══ SUPPLIED MATERIAL ══

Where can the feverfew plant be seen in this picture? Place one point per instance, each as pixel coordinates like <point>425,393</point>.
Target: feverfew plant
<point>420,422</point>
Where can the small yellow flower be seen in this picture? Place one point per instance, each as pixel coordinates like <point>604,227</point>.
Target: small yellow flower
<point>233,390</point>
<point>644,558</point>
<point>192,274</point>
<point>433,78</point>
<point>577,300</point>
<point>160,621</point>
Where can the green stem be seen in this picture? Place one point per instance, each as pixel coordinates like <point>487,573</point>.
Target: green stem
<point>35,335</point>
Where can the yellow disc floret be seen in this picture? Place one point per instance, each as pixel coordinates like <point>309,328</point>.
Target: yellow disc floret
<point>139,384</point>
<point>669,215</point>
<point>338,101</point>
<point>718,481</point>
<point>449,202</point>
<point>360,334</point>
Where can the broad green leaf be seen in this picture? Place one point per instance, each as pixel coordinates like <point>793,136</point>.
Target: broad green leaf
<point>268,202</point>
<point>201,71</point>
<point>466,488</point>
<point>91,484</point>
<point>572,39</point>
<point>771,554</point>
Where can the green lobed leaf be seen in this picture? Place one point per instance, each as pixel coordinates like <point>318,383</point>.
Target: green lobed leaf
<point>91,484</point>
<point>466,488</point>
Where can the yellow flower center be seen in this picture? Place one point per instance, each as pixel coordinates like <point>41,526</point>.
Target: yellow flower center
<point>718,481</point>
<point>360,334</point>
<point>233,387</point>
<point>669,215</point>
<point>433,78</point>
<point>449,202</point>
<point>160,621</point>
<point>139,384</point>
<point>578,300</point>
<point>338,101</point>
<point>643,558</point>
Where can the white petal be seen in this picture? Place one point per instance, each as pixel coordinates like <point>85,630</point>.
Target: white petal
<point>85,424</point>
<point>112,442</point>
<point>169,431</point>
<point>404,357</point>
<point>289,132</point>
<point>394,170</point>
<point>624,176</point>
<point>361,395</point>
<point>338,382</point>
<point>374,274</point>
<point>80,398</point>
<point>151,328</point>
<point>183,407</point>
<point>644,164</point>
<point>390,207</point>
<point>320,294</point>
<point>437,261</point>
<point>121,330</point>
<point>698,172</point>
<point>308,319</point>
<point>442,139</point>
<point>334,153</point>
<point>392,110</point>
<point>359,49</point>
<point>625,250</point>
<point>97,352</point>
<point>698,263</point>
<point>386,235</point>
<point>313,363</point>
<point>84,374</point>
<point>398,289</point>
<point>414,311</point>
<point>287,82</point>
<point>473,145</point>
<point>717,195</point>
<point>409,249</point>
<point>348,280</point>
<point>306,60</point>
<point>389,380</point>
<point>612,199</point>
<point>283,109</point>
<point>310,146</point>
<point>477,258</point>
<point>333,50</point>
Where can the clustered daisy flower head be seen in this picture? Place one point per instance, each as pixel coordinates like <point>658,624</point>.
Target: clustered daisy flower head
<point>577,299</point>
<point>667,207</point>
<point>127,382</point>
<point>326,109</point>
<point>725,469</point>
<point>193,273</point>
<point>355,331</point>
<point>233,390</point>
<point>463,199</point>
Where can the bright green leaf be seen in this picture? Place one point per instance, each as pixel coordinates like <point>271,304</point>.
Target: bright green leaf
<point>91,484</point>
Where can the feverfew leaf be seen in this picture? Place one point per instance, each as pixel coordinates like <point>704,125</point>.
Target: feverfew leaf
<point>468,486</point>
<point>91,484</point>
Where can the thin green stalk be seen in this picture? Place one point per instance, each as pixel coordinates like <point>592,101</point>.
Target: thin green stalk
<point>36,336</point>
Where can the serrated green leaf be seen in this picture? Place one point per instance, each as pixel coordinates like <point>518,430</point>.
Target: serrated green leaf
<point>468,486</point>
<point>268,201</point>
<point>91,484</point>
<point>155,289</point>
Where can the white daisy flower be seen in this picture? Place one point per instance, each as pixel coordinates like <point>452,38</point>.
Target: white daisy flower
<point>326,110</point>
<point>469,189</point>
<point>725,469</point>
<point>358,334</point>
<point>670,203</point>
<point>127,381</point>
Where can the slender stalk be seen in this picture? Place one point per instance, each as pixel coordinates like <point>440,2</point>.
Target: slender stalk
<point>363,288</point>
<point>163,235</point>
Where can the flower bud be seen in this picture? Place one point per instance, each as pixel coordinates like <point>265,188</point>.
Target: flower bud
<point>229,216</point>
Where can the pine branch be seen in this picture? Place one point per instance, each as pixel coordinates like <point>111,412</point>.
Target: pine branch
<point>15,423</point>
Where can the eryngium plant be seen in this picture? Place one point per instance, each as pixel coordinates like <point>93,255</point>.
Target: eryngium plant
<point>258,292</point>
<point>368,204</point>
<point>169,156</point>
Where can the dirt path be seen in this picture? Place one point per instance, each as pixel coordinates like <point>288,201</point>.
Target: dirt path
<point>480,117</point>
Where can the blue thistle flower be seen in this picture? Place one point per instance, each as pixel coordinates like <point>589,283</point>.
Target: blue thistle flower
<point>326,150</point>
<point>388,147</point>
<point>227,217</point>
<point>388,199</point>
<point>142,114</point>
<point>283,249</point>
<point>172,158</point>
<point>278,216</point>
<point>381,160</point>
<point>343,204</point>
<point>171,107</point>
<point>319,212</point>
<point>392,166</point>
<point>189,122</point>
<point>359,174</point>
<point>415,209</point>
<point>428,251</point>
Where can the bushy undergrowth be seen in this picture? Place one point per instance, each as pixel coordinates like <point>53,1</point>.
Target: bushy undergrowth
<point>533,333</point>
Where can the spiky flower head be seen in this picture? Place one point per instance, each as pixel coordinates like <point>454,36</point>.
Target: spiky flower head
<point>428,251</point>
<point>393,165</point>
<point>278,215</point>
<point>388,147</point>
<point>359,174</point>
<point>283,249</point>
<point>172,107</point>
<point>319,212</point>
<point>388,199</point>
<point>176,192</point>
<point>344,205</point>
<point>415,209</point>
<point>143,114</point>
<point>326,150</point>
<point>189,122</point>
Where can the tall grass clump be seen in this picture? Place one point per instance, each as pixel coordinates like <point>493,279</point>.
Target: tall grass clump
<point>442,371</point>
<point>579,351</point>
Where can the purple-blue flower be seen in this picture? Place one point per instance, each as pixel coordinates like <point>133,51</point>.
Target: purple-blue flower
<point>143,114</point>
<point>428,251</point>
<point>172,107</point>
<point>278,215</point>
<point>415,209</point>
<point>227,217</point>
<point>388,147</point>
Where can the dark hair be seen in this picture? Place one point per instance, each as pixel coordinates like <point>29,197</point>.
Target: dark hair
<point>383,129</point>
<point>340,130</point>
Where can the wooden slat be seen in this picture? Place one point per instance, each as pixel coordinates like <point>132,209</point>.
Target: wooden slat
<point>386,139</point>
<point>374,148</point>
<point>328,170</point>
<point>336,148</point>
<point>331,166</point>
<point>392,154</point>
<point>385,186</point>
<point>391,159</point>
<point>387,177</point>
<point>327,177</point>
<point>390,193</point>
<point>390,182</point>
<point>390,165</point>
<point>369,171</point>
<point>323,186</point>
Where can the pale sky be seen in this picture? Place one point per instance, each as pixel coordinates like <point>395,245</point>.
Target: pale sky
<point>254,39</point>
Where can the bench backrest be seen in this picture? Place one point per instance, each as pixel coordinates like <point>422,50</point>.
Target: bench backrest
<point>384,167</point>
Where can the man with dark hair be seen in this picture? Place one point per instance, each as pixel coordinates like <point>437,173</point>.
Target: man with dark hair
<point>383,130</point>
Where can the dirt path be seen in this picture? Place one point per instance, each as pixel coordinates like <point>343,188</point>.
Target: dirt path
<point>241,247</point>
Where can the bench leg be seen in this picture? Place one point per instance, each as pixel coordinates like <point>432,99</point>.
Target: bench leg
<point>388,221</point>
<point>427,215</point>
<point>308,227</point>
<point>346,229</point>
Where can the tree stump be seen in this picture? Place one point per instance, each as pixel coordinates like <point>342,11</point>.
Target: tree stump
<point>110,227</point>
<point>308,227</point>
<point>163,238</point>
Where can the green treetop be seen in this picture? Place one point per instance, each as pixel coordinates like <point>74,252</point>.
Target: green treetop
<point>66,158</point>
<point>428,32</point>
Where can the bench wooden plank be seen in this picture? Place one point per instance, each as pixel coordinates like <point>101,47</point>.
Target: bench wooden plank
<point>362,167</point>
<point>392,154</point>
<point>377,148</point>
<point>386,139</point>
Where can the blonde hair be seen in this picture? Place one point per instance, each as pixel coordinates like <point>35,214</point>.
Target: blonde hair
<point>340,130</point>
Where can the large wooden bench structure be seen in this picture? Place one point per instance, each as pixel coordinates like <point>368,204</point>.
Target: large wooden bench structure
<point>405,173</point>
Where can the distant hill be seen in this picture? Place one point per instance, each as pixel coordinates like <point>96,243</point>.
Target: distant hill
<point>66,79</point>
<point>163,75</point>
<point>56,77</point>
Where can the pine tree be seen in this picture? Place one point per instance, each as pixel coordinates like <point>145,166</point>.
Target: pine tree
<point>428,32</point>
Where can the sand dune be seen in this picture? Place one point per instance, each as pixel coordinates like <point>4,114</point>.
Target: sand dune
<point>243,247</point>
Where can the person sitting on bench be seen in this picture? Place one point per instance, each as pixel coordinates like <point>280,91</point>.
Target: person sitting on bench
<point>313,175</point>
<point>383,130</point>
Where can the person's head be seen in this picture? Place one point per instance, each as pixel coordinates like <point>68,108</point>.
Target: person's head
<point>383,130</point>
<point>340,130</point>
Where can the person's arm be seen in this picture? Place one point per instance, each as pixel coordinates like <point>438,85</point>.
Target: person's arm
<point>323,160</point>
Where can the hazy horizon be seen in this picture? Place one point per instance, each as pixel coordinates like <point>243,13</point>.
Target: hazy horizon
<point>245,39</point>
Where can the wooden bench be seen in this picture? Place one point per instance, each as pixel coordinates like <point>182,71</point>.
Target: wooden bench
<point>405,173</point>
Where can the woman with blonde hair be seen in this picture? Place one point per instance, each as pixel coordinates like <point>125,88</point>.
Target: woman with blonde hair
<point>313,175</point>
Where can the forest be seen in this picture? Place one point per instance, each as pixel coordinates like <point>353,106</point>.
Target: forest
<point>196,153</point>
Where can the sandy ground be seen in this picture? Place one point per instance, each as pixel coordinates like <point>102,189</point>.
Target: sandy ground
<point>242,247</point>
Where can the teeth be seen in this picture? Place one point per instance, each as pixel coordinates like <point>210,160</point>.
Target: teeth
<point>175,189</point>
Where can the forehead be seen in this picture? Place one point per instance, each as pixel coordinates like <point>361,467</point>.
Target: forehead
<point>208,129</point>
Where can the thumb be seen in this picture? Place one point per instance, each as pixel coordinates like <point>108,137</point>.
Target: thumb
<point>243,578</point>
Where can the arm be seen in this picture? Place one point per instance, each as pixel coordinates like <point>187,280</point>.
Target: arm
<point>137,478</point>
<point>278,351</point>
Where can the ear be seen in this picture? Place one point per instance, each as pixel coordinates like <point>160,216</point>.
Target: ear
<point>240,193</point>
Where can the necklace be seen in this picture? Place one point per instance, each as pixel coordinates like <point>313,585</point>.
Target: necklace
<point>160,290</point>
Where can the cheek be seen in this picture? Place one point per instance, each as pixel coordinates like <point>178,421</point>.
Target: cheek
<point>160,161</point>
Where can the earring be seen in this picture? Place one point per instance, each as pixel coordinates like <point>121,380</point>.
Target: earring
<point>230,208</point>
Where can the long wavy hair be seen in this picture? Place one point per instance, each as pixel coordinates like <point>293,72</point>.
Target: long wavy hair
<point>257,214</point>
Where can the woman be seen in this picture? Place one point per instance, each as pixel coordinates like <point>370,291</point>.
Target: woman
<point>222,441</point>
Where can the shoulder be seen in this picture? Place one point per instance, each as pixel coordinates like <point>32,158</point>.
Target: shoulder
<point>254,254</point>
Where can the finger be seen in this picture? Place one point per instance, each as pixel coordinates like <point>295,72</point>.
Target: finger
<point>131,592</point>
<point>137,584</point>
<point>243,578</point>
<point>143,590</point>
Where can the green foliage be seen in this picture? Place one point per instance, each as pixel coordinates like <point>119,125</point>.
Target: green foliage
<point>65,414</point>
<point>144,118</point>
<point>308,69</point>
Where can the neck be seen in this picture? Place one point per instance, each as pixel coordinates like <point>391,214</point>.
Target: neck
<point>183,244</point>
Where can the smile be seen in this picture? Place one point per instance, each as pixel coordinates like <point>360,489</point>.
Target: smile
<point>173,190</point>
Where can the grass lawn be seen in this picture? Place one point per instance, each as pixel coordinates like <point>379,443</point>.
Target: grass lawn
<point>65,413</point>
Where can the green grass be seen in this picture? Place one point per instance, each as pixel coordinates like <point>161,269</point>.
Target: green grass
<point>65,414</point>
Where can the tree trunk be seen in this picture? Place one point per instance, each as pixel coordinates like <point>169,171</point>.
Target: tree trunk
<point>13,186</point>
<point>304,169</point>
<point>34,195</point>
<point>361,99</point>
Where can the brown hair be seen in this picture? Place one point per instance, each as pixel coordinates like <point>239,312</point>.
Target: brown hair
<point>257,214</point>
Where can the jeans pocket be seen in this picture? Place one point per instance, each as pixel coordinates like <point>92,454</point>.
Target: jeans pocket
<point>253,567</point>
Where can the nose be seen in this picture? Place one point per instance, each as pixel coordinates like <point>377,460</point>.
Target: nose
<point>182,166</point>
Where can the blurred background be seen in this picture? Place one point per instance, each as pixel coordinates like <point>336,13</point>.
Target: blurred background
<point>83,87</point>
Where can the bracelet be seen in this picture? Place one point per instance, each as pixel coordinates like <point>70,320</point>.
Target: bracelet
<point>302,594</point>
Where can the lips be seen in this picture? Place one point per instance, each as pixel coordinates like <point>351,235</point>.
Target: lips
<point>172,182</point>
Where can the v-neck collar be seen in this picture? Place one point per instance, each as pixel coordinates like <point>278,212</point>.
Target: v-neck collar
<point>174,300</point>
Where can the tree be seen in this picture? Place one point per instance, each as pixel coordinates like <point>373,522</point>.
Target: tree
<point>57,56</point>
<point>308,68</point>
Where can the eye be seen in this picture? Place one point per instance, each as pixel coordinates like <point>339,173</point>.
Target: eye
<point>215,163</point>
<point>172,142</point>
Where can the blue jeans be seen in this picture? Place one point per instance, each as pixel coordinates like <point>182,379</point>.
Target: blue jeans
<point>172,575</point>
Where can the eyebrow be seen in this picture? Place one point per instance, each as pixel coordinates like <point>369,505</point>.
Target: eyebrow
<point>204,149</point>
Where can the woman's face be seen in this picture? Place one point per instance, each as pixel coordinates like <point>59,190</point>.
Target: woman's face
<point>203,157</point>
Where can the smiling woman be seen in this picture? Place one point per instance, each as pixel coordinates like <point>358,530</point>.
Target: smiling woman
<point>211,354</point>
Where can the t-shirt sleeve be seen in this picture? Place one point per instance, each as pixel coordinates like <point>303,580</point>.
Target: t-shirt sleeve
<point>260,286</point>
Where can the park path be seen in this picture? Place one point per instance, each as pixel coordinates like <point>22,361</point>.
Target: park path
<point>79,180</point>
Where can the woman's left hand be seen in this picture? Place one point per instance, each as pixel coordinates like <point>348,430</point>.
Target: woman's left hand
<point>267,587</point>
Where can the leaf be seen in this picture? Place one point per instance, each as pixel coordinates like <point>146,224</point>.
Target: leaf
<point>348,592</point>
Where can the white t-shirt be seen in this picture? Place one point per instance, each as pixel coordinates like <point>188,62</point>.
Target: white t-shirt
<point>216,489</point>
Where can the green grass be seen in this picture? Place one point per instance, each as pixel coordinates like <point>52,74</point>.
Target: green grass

═══

*TASK ITEM*. For this exercise, repeat exactly the lines of the data above from the one with "Target: person's head" down to the one with "Where can the hazy", both end lines included.

*SOLUTION TO THE EXERCISE*.
Target: person's head
<point>383,130</point>
<point>340,130</point>
Where can the person's arm be seen in this picture? Place one point per instance, each as pixel coordinates like <point>438,85</point>.
Target: person's arm
<point>323,160</point>
Where can the hazy horizon be seen in this picture? Place one point per instance, each as pixel coordinates like <point>243,13</point>.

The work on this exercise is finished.